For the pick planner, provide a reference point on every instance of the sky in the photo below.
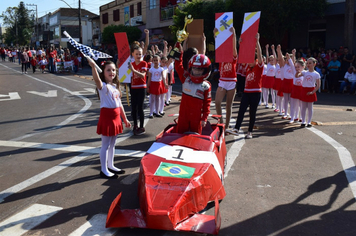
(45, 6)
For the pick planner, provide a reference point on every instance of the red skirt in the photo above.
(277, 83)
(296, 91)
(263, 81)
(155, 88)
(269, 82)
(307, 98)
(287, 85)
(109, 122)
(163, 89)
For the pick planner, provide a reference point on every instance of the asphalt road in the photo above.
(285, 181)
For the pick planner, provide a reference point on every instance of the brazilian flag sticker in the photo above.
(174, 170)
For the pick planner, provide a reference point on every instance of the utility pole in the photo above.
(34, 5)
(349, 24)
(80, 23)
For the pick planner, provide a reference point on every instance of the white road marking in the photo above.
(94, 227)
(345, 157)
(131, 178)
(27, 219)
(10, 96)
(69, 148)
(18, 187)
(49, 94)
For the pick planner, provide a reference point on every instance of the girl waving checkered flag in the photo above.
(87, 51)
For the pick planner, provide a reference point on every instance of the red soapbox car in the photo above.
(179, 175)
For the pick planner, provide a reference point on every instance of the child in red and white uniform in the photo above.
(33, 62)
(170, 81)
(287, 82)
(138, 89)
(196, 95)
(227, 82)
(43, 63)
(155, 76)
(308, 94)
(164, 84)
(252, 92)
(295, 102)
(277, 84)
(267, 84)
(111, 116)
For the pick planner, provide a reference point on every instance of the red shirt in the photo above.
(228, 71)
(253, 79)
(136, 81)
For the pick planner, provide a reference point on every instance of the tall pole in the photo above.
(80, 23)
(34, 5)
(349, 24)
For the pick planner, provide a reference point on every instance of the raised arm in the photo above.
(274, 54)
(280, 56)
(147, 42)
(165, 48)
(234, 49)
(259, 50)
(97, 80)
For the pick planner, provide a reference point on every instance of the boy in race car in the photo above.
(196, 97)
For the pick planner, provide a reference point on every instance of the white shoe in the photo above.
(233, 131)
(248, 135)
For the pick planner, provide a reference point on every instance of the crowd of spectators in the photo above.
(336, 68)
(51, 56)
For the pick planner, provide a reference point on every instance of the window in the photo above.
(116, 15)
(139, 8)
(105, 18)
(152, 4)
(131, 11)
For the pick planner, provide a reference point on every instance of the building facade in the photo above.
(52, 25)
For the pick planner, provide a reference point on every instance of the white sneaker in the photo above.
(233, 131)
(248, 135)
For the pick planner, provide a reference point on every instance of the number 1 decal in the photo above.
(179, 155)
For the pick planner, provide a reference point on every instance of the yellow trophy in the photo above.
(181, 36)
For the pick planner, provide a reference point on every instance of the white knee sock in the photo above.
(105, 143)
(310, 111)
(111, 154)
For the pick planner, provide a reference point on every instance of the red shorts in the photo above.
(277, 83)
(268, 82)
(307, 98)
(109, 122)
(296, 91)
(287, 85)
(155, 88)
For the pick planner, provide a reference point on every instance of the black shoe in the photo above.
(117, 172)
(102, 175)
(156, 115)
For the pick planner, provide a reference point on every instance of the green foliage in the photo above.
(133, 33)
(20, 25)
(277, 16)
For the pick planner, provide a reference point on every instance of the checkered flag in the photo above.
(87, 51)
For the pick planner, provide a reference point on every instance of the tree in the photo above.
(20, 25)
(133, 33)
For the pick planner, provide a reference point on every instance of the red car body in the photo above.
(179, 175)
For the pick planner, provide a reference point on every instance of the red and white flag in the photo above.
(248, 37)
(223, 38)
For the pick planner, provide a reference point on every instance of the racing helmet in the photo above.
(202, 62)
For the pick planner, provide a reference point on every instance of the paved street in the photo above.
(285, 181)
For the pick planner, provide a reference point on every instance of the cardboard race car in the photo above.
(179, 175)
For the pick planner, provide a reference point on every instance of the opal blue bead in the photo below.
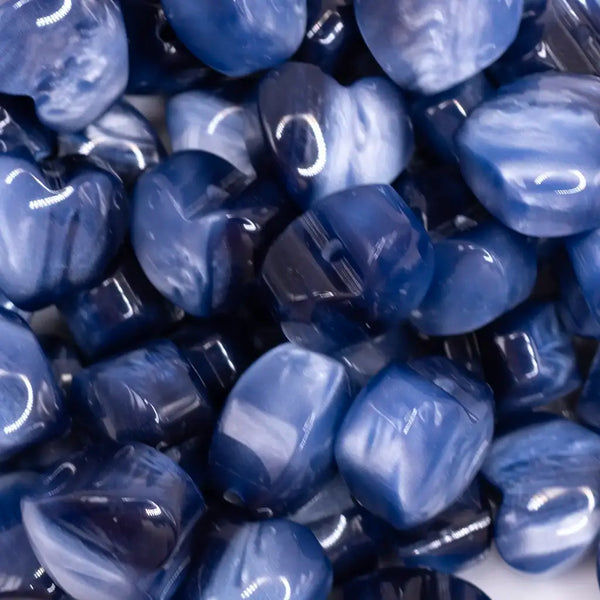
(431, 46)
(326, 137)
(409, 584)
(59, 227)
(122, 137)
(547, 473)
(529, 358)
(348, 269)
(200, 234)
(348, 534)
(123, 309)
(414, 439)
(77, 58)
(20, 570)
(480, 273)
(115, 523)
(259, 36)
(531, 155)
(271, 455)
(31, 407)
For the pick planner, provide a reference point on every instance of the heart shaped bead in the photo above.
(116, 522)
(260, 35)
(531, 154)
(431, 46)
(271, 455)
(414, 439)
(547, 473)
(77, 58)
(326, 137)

━━━━━━━━

Switch each "pick planner" in the rows above to "grasp planner", then write out all the rows again with nothing else altered. Leave the pictures out of your copy.

> **WRITTEN RESPONSE**
For the grasp planner, provide a reference point on every instance of the sky in the photo below.
(45, 6)
For the grasp planner, provide a reference point on every instance of the red skirt in the photo above.
(277, 83)
(296, 91)
(263, 81)
(155, 88)
(269, 82)
(307, 98)
(287, 85)
(109, 122)
(163, 89)
For the grasp planner, provide a reference point on every instance of the asphalt road in the photo above.
(285, 181)
For the grasp planner, provide a reference point on every instance of the brazilian flag sticker in the photo above.
(174, 170)
For the grasp planner, provide a reference point on every instance of the utility pole in the photo above.
(34, 5)
(349, 24)
(80, 23)
For the grasp planner, provide a reference point on every instance of the white road marking in the photo above.
(94, 227)
(345, 157)
(131, 178)
(27, 219)
(10, 96)
(69, 148)
(18, 187)
(49, 94)
For the grasp planner, provide a reference point on every instance of the girl waving checkered flag in the photo above.
(87, 51)
For the grasp planner, provide a reference point on every instance of the red soapbox car in the photo above.
(179, 175)
For the grasp planner, provide a reference point on every instance of the child in red and white uniform in the photo above.
(33, 62)
(170, 81)
(287, 82)
(138, 89)
(196, 95)
(227, 82)
(43, 63)
(155, 76)
(308, 94)
(164, 84)
(252, 92)
(295, 102)
(277, 84)
(267, 84)
(111, 116)
For the grasp planner, provide a reference point on every instance of the red shirt in the photo above.
(228, 71)
(253, 79)
(136, 81)
For the grasp planner, provide a reference point on every instance of the tall pole in the photo above.
(80, 23)
(34, 5)
(349, 24)
For the grasp planner, provide a reference point on every instance of the raised arm in the photo above.
(274, 54)
(280, 56)
(147, 42)
(165, 48)
(234, 49)
(259, 50)
(97, 80)
For the grasp planner, provide a reference point on every instance of the boy in race car in the photo above.
(196, 97)
For the grasp planner, provide a reference point on every instance of the white shoe in the photo above.
(233, 131)
(248, 135)
For the grasp planner, provide a reference point on every instance of the crowd of spectators in the photo above.
(336, 68)
(51, 56)
For the grasp planner, provide a reference point on every instance of the window in the photo above.
(116, 15)
(139, 8)
(105, 18)
(152, 4)
(131, 11)
For the grasp planner, provide a reference point on every instance of the building facade in the photo above.
(52, 25)
For the grasp planner, provide a reference point on every instance of the white sneaker in the photo above.
(233, 131)
(248, 135)
For the grasp planner, provide a reference point on every instance of the number 1 decal in the photo above.
(179, 155)
For the grasp planner, provide a reference point on every instance of the yellow trophy in the photo above.
(181, 36)
For the grasp planner, provide a reference point on every instance of the white knee sock in the photo above.
(105, 143)
(310, 111)
(111, 154)
For the grasp planner, provide a reference point on every instance of the red shorts in the photo above.
(277, 83)
(268, 82)
(307, 98)
(109, 122)
(296, 91)
(287, 85)
(155, 88)
For the grasp planner, provide a reference point on every instance of the black shoe in the photo above.
(117, 172)
(102, 175)
(156, 115)
For the grasp planner, provide a reference point on every instance of the green foliage in the photo above.
(133, 33)
(20, 25)
(277, 16)
For the grasp planner, provide a reference point on every instance of the checkered flag in the photo above.
(87, 51)
For the grasp planner, provide a reference point on every instance of the tree in the photo above.
(20, 25)
(133, 33)
For the grasp planner, provide a reference point on every instance of the red car body in the photo above.
(179, 175)
For the grasp planner, provide a reference point on every instance of the red and white flag in the photo above.
(248, 37)
(223, 38)
For the grasp planner, provide a reference point on every instance of the racing helmet in the photo above.
(202, 62)
For the grasp planner, provide a reference point on every instance of the paved street in the photo above.
(285, 181)
For the grasp planner, provide a reference point on every instance of the cardboard race car in the photo above.
(179, 175)
For the grasp planner, provide a reference point on every instance of the opal blue bead in the photo below.
(431, 46)
(326, 137)
(409, 584)
(59, 227)
(122, 137)
(547, 473)
(529, 358)
(348, 269)
(200, 234)
(348, 534)
(123, 309)
(414, 439)
(77, 58)
(20, 570)
(480, 273)
(115, 523)
(259, 36)
(531, 155)
(271, 455)
(31, 407)
For the grasp planner, provide a reference point on every instance of the heart shaped bead in the photo above.
(116, 522)
(260, 35)
(531, 154)
(431, 46)
(271, 455)
(414, 439)
(547, 473)
(77, 58)
(326, 137)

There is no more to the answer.